>>>>

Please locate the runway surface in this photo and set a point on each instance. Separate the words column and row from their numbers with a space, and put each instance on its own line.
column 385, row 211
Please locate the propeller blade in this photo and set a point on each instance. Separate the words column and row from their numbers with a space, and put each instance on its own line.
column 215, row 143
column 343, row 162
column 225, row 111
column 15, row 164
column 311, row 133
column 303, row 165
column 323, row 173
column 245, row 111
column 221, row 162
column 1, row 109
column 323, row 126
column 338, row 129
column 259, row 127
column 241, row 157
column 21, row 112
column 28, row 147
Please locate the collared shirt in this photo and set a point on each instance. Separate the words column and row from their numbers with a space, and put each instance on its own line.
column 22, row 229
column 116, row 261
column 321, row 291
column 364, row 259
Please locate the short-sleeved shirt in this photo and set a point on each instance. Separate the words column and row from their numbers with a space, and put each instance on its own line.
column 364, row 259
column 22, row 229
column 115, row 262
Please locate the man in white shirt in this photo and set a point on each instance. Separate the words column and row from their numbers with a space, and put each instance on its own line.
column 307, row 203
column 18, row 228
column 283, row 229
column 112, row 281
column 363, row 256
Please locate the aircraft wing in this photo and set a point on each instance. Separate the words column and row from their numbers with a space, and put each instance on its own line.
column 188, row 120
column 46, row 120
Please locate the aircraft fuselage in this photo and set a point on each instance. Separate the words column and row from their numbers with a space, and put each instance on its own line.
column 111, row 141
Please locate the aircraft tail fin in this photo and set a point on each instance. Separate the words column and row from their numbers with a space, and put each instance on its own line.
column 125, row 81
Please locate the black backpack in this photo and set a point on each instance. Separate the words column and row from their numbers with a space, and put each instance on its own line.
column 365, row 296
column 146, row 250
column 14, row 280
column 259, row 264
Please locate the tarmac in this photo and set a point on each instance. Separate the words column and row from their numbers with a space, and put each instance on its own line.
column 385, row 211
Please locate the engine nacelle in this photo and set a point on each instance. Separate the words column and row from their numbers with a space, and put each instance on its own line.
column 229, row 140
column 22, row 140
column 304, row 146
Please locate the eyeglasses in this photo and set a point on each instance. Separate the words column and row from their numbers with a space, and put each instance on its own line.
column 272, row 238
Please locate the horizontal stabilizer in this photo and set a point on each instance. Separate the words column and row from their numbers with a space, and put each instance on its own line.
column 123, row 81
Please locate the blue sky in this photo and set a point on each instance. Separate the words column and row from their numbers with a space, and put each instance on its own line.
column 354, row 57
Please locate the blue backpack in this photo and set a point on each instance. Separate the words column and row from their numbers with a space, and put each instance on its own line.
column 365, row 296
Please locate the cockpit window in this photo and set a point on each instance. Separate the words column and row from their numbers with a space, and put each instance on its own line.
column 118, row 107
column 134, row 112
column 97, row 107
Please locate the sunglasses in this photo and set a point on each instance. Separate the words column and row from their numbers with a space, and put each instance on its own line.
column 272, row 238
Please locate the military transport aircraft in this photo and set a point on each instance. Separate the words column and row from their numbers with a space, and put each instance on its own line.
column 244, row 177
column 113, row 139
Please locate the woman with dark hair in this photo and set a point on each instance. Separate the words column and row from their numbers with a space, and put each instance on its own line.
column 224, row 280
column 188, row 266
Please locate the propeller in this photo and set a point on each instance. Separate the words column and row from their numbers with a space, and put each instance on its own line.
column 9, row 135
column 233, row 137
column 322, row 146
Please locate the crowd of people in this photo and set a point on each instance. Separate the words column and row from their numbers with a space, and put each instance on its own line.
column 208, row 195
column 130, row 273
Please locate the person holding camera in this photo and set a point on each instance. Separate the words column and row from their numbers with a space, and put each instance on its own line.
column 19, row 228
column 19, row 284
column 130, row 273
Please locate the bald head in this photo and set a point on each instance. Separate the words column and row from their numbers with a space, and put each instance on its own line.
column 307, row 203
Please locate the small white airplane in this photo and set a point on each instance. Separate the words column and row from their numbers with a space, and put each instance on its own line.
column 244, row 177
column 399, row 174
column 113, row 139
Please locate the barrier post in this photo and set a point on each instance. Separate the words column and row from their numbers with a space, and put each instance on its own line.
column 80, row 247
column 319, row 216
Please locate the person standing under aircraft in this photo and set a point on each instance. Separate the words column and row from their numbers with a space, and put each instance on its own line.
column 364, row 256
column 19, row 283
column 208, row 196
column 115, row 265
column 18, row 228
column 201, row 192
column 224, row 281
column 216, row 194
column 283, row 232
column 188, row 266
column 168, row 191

<<<<

__DIRECTIONS__. Go through the listing above and reproduce all of it exactly.

__RESULT FOR THIS EXERCISE__.
Please locate the runway surface in this photo and set a point on each instance. Separate the words column and row from their numbers with a space, and put each instance on its own line.
column 385, row 211
Please locate the propeller blade in this photo and set a point on each instance. Separate the words column and row from their numbers with a space, and put each instance on its own line.
column 215, row 143
column 343, row 162
column 225, row 111
column 15, row 164
column 311, row 133
column 303, row 165
column 323, row 173
column 245, row 111
column 221, row 162
column 1, row 109
column 323, row 126
column 338, row 129
column 259, row 127
column 241, row 157
column 21, row 112
column 28, row 147
Please locate the collared shirt in this photo and set a point on each instance. Separate the words column and row from their numbers with a space, and put each instance on its own line.
column 22, row 229
column 116, row 261
column 321, row 291
column 364, row 259
Please locate the short-sleeved shirt in this photo and set a point on each instance. Separate the words column and row from their numbers with a space, and put each instance on its own line.
column 364, row 259
column 22, row 229
column 115, row 262
Please locate the man in white shirt in this photo and set a point on each instance. Separate the words column and row from their numbers with a space, and put each instance on its own line.
column 307, row 203
column 18, row 228
column 283, row 229
column 112, row 281
column 363, row 256
Please locate the aircraft wing in this photo and set a point on each instance. Separate the words column and row from their numbers with a space, and put each instance on its own line.
column 188, row 120
column 46, row 120
Please locate the aircraft fuselage in this photo and set a point on each instance. Separate the words column and row from their numbers with a space, and put each instance on its own line.
column 111, row 141
Please locate the aircraft tail fin in this photo and set a point on each instance. Separate the words column and row from their numbers with a space, and put each instance on its own line.
column 125, row 81
Please locate the black backpack in this photo and set a point on each instance. Separate the words column and row from their numbers with a space, and put each instance on its own line.
column 365, row 296
column 146, row 250
column 14, row 280
column 259, row 264
Please locate the tarmac in this photo and set a point on each instance. Separate the words column and row from their numbers with a space, and put each instance on its own line.
column 385, row 211
Please locate the engine nacelle in this photo and set a point on each instance. Separate the words column and row from their numbers with a space, and put each instance on its own line.
column 229, row 140
column 22, row 140
column 304, row 146
Please locate the eyeglasses in this photo and set a point on each instance. Separate the words column and row from their numbers with a space, and put each instance on its own line.
column 272, row 238
Please locate the horizontal stabilizer in this photo and set a point on each instance. Separate the words column and row from their numbers with a space, and put each instance on its own line.
column 123, row 81
Please locate the blue sky in this photo and set a point on each instance. Separate the words column and row from their numbers with a space, and put each instance on its own line.
column 354, row 57
Please locate the blue backpack in this photo and set a point on each instance. Separate the words column and row from their numbers with a space, and put each instance on its own line.
column 365, row 296
Please locate the cockpit window in this photo and set a point on each instance. Separate the words column and row from their numbers with a space, and put each instance on its own line.
column 118, row 107
column 134, row 112
column 97, row 107
Please locate the sunglasses in this photo and set a point on each instance. Separate the words column and row from their numbers with a space, and put each instance on its own line.
column 272, row 238
Please locate the military transport aircraft in this photo and set a point on each instance. Separate the words column and row from their numbers with a space, and put each instance on its own line.
column 244, row 177
column 113, row 139
Please locate the woman with dark hair in this photo and set a point on each instance. Separate the words column and row from their numbers with a space, and put each instance on its own line.
column 224, row 280
column 188, row 266
Please locate the propeller in this photo and set a point on each instance. Separate the words column and row from their numbers with a space, and put each instance on its own line.
column 9, row 135
column 233, row 137
column 322, row 146
Please locate the crowd of people in this photo and set a point on each instance. Separate the words column and row from their numbers with a space, and put each instance on its own line.
column 208, row 195
column 130, row 273
Please locate the person holding camera in this photo and set a point on each instance. Separate the words column and row from their numbers with a space, and put each instance on its own line.
column 19, row 228
column 19, row 284
column 130, row 273
Please locate the bald head in this photo and set a point on each instance. Separate the words column and row from their numbers with a space, and put each instance on its own line.
column 307, row 203
Please locate the small white airplane in this photo and set a point on each instance. Separate the words column and row from their numbers with a space, and put each instance on its own line.
column 244, row 177
column 399, row 174
column 113, row 139
Please locate the barrier post in this photo and set a point on each instance. Separate the words column and row from their numbers with a space, and put each instance on its own line.
column 80, row 247
column 319, row 216
Please locate the person standing under aircraft in this photo and set a point on each instance. Separate the words column and row from their numbers with a space, and put each instance on its own line.
column 364, row 256
column 19, row 283
column 208, row 196
column 115, row 265
column 18, row 228
column 201, row 192
column 224, row 281
column 216, row 194
column 283, row 232
column 188, row 266
column 168, row 191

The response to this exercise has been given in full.